Transcribe the records word for word, from their first line through the line containing "[[262, 182, 282, 197], [267, 194, 299, 212]]", and leave the pictures out.

begin PROVIDED MATERIAL

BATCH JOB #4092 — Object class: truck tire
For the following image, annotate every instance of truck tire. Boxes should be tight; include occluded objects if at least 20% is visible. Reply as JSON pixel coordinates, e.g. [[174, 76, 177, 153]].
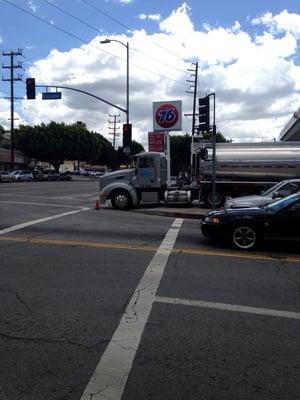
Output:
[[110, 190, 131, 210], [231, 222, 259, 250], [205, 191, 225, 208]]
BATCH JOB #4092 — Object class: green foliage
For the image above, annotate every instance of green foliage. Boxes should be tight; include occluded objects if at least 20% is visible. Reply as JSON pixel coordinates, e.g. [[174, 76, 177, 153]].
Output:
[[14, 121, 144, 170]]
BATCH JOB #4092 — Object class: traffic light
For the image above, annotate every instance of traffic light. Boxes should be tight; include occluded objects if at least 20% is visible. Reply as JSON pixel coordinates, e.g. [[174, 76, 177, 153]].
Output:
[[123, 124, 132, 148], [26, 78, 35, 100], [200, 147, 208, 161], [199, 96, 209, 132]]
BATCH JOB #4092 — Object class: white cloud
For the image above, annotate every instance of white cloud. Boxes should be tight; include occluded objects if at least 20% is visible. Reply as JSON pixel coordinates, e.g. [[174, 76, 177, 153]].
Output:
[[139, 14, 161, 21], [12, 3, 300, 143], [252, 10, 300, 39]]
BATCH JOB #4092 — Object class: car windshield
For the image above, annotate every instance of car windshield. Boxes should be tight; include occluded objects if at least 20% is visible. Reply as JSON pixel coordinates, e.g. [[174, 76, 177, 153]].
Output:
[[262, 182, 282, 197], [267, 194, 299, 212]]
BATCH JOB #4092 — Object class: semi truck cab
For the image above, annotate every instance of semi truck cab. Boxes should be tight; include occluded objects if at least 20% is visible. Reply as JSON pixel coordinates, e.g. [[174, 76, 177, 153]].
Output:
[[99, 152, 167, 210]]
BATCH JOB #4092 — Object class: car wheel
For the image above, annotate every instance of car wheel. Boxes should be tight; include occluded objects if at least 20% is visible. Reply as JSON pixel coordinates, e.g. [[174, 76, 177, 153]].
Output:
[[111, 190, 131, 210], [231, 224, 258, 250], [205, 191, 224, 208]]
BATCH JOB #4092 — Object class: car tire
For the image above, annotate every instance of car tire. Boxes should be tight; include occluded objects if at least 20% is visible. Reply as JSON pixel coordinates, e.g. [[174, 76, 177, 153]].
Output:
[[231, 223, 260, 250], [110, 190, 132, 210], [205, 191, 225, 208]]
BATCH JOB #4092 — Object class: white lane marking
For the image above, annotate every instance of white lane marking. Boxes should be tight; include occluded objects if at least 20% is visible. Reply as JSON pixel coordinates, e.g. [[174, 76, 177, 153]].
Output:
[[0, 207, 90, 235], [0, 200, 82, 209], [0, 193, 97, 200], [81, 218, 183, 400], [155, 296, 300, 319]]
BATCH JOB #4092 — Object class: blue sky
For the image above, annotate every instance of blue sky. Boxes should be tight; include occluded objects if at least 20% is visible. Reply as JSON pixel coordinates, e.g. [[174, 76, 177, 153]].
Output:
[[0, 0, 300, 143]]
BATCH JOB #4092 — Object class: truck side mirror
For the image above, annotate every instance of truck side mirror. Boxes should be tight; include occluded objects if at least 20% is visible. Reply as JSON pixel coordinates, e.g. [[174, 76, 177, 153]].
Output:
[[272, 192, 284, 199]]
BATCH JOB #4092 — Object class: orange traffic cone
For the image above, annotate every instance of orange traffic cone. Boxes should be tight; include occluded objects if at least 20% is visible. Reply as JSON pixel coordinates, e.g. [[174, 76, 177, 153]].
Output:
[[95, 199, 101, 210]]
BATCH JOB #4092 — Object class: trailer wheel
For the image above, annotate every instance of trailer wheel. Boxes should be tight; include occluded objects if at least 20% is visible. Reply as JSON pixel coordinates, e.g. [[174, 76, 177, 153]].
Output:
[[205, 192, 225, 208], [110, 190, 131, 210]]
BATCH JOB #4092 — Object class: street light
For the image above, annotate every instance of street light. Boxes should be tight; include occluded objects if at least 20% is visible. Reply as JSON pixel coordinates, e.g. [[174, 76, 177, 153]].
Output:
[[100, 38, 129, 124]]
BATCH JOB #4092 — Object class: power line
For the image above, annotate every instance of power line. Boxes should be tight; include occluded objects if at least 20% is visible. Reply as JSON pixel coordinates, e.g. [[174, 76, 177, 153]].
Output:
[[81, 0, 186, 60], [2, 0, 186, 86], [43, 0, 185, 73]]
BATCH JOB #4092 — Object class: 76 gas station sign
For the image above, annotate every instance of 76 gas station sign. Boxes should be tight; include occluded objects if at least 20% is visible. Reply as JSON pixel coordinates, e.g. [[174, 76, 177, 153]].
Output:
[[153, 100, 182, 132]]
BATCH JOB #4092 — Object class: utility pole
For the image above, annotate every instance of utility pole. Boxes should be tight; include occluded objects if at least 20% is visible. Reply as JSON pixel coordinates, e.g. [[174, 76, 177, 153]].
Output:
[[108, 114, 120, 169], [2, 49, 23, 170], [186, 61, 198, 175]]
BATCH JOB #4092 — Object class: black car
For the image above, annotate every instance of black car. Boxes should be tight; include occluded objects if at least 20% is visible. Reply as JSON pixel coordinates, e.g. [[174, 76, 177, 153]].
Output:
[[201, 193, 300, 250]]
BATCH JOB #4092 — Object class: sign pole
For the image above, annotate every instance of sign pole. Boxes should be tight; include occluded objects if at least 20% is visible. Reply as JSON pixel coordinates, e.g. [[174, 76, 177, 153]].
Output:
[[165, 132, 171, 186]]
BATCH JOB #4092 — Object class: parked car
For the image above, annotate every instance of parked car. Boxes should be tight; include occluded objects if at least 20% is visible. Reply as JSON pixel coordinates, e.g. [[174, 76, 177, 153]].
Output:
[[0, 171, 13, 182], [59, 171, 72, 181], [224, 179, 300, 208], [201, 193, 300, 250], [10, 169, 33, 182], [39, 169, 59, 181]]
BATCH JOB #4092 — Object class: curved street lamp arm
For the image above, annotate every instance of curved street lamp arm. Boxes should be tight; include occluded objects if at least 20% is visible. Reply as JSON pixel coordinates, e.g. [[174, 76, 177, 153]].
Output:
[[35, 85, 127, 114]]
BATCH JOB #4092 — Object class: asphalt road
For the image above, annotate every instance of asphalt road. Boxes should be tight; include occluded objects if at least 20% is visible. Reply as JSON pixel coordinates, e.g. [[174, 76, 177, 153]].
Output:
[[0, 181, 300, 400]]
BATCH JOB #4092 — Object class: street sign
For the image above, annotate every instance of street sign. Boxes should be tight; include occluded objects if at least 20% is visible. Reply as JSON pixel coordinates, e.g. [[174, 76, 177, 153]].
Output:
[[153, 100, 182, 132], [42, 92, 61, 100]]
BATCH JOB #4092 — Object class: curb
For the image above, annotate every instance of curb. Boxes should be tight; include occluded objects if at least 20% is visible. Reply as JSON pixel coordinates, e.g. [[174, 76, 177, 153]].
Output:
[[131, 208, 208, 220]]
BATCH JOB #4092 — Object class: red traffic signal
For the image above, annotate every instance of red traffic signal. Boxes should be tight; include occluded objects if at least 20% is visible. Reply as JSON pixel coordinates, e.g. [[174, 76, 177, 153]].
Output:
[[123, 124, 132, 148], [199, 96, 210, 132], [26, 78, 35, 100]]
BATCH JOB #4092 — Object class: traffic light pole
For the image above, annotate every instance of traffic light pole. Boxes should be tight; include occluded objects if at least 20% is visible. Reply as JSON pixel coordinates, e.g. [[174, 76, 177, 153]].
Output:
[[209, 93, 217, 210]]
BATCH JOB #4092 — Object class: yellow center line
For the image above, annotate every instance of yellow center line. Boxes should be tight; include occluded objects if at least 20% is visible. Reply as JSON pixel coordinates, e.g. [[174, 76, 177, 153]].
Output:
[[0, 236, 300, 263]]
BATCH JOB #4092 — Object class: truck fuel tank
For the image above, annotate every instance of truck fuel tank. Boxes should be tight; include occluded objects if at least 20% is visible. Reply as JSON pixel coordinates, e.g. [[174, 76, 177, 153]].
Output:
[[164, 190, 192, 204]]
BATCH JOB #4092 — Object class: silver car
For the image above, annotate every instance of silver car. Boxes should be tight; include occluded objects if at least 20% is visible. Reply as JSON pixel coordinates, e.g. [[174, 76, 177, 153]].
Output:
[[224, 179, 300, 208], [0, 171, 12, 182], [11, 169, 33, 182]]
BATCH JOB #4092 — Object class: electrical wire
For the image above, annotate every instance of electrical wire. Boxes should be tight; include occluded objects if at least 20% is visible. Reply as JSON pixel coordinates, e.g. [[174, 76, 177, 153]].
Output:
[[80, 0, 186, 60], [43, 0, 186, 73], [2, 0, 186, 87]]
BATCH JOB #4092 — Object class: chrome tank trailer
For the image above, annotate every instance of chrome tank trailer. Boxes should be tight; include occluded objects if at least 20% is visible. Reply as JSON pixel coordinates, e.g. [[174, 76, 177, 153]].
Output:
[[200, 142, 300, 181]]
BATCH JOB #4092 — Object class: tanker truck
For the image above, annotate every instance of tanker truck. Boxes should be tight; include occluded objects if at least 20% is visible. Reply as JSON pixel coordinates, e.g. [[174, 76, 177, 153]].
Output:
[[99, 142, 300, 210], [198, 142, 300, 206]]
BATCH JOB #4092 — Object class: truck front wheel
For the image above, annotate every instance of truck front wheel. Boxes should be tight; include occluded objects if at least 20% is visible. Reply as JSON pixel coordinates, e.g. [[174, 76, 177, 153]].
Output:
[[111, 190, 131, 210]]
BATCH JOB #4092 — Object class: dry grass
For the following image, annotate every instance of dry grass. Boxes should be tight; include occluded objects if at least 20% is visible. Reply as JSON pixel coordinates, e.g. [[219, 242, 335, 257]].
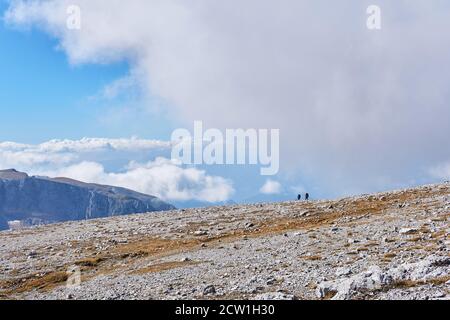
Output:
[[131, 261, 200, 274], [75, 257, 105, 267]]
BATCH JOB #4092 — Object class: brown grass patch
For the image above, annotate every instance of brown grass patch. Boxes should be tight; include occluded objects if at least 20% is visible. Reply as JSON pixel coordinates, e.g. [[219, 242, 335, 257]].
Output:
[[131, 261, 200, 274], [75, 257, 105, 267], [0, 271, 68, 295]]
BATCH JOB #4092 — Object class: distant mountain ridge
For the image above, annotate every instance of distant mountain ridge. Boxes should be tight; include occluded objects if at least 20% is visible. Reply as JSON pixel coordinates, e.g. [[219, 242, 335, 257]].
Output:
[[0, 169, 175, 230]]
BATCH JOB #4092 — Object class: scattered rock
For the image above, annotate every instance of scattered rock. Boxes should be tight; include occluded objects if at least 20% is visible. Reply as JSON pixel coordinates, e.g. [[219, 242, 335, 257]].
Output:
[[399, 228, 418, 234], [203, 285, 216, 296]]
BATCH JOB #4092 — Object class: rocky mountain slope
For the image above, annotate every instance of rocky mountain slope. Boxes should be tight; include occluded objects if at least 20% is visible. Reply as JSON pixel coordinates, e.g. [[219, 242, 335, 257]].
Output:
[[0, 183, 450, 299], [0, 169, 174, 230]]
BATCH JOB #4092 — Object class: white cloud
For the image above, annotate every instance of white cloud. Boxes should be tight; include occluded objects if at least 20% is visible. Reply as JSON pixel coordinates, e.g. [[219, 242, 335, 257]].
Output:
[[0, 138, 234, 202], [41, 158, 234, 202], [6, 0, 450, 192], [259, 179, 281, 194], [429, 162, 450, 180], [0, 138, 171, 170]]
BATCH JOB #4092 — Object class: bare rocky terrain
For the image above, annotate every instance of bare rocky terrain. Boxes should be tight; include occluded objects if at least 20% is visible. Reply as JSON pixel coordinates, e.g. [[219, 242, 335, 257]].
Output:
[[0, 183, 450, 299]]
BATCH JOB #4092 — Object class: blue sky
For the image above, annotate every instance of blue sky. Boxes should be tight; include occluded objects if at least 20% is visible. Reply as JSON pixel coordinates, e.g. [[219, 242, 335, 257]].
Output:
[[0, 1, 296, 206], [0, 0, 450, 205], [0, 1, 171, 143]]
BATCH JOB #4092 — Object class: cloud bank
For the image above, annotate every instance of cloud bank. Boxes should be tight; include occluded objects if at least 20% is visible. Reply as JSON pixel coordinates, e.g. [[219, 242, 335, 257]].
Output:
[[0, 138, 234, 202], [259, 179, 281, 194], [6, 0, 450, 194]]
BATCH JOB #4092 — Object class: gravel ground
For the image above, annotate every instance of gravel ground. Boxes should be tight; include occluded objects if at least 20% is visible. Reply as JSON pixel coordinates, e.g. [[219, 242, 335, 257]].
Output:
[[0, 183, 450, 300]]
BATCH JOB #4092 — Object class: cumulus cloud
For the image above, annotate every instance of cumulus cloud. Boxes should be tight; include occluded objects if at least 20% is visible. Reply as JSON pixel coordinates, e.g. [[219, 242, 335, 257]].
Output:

end PROVIDED MATERIAL

| FINISHED EXERCISE |
BATCH JOB #4092 — Object class: truck tire
For the following image, annotate every instance of truck tire. Boxes should be tight; include occluded objects if at least 20% is visible. Reply as JSON pixel coordinates, e.g. [[174, 76, 177, 153]].
Output:
[[110, 190, 131, 210], [231, 222, 259, 250], [205, 191, 225, 208]]
BATCH JOB #4092 — Object class: green foliage
For the image above, annotate every instance of green foliage. Boxes should be tight; include occluded objects if at least 20% is visible. Reply as JSON pixel coordinates, e.g. [[174, 76, 177, 153]].
Output:
[[14, 121, 144, 170]]
BATCH JOB #4092 — Object class: traffic light
For the image above, annotate every instance of traffic light. Boxes should be tight; include occluded objects if at least 20% is visible. Reply as JSON pixel coordinates, e.g. [[174, 76, 177, 153]].
Output:
[[123, 124, 132, 148], [26, 78, 35, 100], [200, 147, 208, 161], [199, 96, 209, 132]]
BATCH JOB #4092 — Object class: white cloud
For the image above, annotate every instance of white cloud. Boxes should be tight; include occluded objects if at least 20% is visible. Reply as JSON pixel coordinates, e.g. [[174, 76, 177, 153]].
Output:
[[139, 14, 161, 21], [12, 3, 300, 143], [252, 10, 300, 39]]
BATCH JOB #4092 — Object class: car windshield
For the image above, annotate every instance of car windshield. Boxes should be tight; include occluded objects if at least 20% is visible. Reply as JSON pixel coordinates, e.g. [[174, 76, 177, 153]].
Output:
[[262, 182, 282, 197], [267, 194, 299, 212]]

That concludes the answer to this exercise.